== Work item ==
Among the lines below, count those with "arrowhead". Give only the number.

[Saved entries]
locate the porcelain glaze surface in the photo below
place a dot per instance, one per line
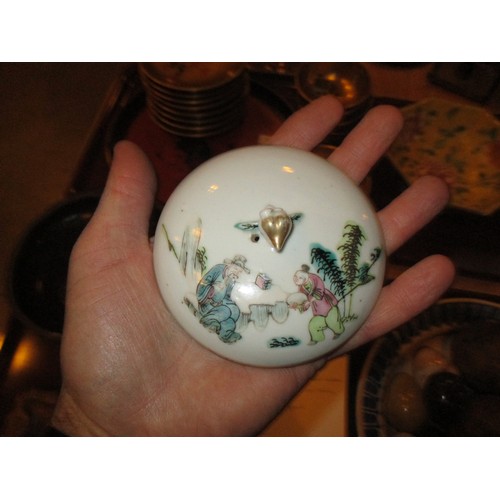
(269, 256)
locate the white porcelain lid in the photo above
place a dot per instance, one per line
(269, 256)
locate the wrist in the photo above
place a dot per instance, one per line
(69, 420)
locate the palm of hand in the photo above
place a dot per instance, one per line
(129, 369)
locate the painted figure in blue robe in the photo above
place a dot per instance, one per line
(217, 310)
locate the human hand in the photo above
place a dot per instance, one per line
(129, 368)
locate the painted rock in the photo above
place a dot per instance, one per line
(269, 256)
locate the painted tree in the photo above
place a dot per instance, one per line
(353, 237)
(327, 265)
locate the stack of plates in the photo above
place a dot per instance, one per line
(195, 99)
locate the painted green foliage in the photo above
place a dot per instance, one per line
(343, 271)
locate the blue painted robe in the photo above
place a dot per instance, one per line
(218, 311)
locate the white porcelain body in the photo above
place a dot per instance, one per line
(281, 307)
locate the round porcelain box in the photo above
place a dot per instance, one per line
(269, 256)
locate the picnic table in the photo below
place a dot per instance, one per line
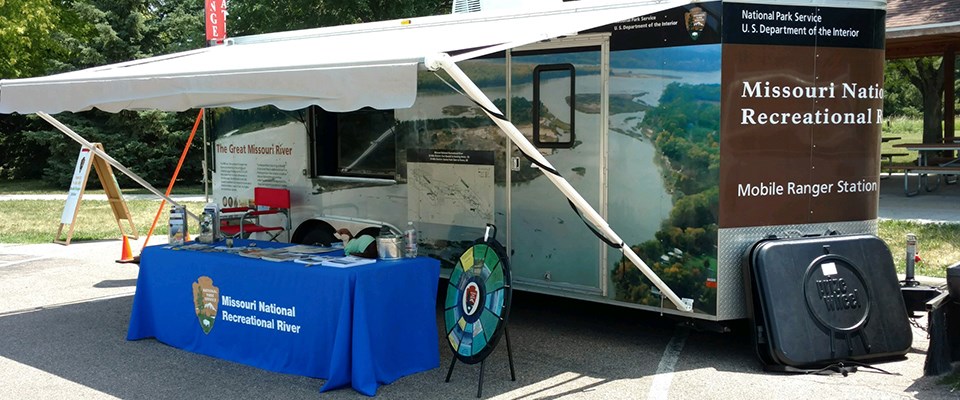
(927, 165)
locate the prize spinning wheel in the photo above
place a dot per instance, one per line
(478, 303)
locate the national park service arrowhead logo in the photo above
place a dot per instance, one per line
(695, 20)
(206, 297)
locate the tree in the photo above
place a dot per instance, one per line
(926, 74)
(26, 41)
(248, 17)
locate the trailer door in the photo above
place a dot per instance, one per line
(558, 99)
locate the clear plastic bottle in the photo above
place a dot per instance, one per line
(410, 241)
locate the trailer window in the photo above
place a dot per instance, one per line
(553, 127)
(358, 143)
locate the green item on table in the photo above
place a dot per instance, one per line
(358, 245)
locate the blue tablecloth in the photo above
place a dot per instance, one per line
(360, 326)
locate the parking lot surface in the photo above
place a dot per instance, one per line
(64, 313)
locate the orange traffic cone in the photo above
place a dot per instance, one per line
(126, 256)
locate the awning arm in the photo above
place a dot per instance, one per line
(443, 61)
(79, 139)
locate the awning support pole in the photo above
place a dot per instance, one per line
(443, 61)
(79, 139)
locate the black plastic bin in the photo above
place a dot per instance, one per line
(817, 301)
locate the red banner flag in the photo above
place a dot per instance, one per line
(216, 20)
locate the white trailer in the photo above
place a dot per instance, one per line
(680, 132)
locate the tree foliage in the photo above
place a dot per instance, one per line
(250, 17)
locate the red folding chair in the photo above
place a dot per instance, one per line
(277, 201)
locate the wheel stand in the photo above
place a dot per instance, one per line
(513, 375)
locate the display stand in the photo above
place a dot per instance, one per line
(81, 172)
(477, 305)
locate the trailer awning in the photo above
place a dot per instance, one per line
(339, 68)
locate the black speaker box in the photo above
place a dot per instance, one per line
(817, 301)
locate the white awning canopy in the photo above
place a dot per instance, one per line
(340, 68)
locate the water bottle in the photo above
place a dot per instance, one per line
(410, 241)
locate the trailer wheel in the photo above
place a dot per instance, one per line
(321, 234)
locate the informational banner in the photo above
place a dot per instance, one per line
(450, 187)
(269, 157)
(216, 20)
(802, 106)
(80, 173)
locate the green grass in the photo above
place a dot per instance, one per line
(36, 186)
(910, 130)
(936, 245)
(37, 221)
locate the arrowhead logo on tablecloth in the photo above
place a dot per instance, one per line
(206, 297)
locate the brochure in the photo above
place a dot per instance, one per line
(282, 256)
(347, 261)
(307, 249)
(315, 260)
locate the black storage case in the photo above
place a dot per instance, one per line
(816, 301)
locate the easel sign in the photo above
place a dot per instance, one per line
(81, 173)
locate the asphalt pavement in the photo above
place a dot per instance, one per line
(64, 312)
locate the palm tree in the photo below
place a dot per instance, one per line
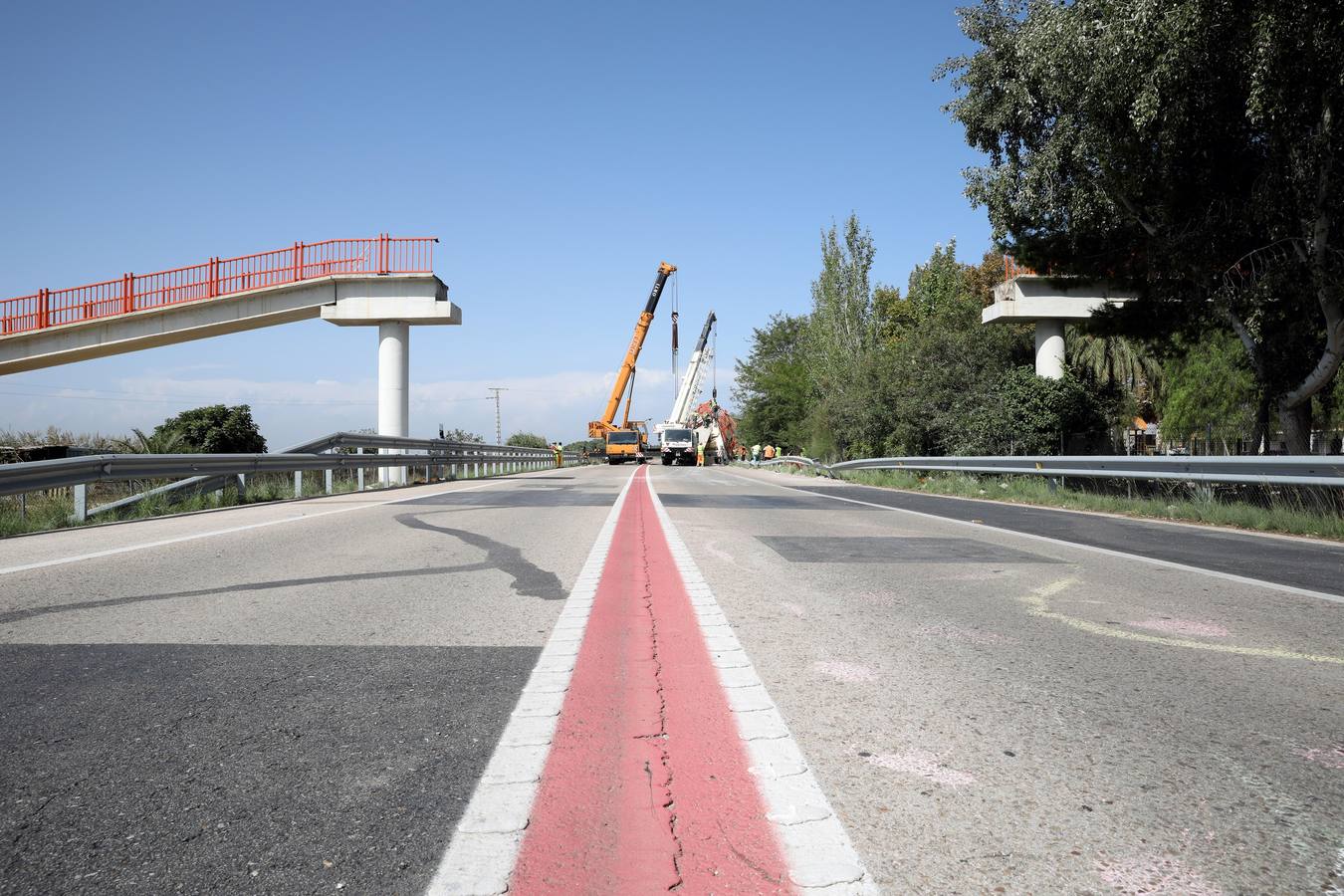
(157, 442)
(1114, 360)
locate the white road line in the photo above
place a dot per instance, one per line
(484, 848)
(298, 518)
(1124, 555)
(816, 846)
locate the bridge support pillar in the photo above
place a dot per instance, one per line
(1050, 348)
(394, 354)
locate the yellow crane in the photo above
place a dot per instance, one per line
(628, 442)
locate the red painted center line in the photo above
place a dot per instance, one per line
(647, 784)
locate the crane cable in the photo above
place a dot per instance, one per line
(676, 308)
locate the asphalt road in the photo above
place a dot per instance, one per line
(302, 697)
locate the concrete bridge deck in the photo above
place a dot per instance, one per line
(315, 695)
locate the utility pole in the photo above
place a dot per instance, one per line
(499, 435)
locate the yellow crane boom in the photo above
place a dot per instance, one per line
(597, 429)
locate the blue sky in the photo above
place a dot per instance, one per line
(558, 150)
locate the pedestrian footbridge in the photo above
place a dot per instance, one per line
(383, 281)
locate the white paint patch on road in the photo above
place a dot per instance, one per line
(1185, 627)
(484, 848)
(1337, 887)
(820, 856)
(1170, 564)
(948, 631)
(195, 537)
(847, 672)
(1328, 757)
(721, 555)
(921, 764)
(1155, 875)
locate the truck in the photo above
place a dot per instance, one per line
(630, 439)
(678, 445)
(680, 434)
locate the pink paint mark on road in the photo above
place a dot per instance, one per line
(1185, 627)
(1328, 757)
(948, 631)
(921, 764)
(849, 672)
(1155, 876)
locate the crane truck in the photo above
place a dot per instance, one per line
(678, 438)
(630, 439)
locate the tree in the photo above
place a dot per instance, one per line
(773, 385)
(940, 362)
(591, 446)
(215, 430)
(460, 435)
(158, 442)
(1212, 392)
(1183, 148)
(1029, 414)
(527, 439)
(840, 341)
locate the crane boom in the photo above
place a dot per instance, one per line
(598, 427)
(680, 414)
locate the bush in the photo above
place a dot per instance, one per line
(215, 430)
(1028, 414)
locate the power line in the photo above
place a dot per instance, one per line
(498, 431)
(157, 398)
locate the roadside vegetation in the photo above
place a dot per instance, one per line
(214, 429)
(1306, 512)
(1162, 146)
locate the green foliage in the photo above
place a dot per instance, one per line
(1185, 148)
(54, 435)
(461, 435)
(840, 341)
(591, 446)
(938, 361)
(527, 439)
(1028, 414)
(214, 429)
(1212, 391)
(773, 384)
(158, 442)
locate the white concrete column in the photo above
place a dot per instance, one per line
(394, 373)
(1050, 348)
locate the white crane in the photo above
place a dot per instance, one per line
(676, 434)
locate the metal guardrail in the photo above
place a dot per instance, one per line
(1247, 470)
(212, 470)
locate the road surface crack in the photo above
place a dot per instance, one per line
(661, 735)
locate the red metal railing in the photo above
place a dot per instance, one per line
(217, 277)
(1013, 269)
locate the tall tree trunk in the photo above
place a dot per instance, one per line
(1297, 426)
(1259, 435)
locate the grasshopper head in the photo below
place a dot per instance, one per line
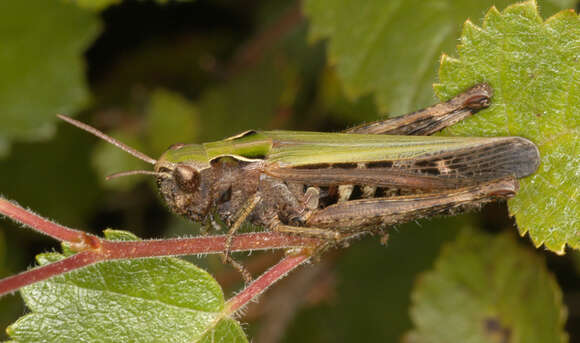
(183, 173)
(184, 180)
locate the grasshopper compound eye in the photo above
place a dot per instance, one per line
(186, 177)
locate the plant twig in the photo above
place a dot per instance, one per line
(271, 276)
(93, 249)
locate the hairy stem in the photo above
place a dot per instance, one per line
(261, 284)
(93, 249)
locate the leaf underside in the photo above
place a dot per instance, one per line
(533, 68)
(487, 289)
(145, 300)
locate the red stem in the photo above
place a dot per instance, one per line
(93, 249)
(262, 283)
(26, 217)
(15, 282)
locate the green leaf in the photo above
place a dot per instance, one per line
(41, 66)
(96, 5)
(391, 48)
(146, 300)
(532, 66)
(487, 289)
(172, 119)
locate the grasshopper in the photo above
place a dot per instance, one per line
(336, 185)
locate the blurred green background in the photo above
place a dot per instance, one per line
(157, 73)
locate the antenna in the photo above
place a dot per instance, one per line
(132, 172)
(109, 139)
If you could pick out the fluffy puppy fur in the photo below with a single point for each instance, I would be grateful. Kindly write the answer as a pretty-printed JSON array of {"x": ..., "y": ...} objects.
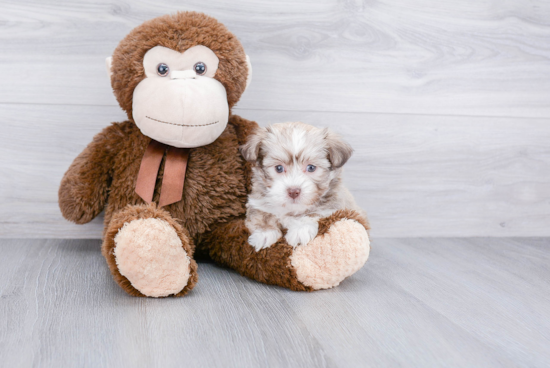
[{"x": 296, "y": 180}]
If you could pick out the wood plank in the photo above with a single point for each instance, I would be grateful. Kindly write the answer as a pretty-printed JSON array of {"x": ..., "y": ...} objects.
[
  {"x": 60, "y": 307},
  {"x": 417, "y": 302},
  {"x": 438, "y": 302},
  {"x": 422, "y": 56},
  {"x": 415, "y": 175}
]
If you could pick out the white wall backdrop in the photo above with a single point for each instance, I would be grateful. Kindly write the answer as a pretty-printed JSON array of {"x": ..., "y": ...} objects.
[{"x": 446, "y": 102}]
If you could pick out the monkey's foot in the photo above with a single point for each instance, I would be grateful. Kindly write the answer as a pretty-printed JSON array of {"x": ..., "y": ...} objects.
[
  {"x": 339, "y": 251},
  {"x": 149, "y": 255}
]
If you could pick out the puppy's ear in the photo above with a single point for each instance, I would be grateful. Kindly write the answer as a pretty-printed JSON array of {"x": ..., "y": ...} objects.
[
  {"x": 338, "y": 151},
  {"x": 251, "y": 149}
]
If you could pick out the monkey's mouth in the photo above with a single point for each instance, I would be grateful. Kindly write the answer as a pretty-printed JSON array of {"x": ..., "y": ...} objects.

== Solution ==
2